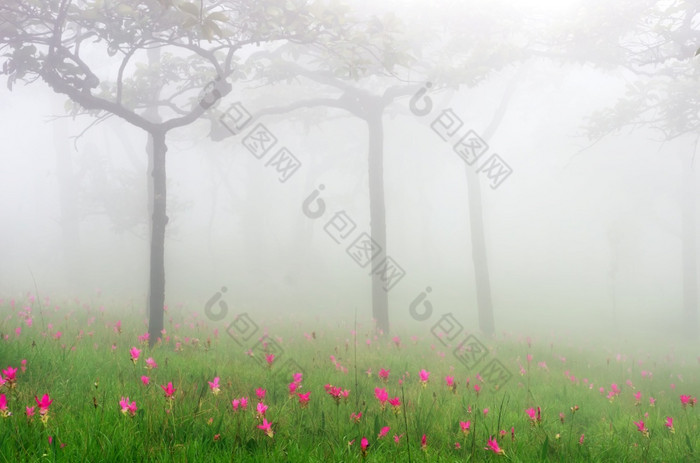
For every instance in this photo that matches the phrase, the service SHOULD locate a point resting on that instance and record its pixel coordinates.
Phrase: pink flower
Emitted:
(214, 386)
(686, 399)
(267, 427)
(669, 424)
(531, 413)
(127, 407)
(642, 428)
(304, 399)
(396, 403)
(134, 352)
(169, 390)
(493, 446)
(10, 375)
(4, 411)
(424, 375)
(384, 374)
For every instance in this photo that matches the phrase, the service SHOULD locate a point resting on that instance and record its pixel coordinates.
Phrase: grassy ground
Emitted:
(587, 403)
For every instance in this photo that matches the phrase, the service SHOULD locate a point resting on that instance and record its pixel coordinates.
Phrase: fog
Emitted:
(584, 236)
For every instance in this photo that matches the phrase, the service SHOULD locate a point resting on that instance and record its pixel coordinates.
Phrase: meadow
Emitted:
(80, 383)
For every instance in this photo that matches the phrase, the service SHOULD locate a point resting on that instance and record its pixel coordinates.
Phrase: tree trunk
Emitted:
(159, 221)
(690, 256)
(151, 113)
(479, 258)
(476, 223)
(380, 297)
(67, 195)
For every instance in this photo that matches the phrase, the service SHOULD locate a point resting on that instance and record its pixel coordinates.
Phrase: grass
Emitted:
(87, 369)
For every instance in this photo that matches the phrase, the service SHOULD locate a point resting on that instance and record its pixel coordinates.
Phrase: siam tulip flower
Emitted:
(669, 424)
(127, 407)
(44, 404)
(450, 381)
(493, 446)
(642, 428)
(384, 374)
(134, 352)
(4, 411)
(304, 399)
(424, 375)
(10, 376)
(214, 386)
(235, 403)
(169, 390)
(364, 443)
(531, 413)
(267, 427)
(396, 404)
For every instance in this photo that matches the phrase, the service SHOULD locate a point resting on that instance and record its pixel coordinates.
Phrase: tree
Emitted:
(383, 64)
(657, 51)
(64, 44)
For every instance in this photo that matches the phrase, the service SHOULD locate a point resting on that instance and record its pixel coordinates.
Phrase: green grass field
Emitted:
(554, 401)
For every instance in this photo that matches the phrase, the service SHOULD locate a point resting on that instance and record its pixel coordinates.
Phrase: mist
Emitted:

■ ■ ■ ■ ■

▶ **取り組む内容**:
上の行のうち、「flower」という語を含む行をすべて書き写して挙げてください。

▶ **回答全文**:
Phrase: pink flower
Phrase: siam tulip flower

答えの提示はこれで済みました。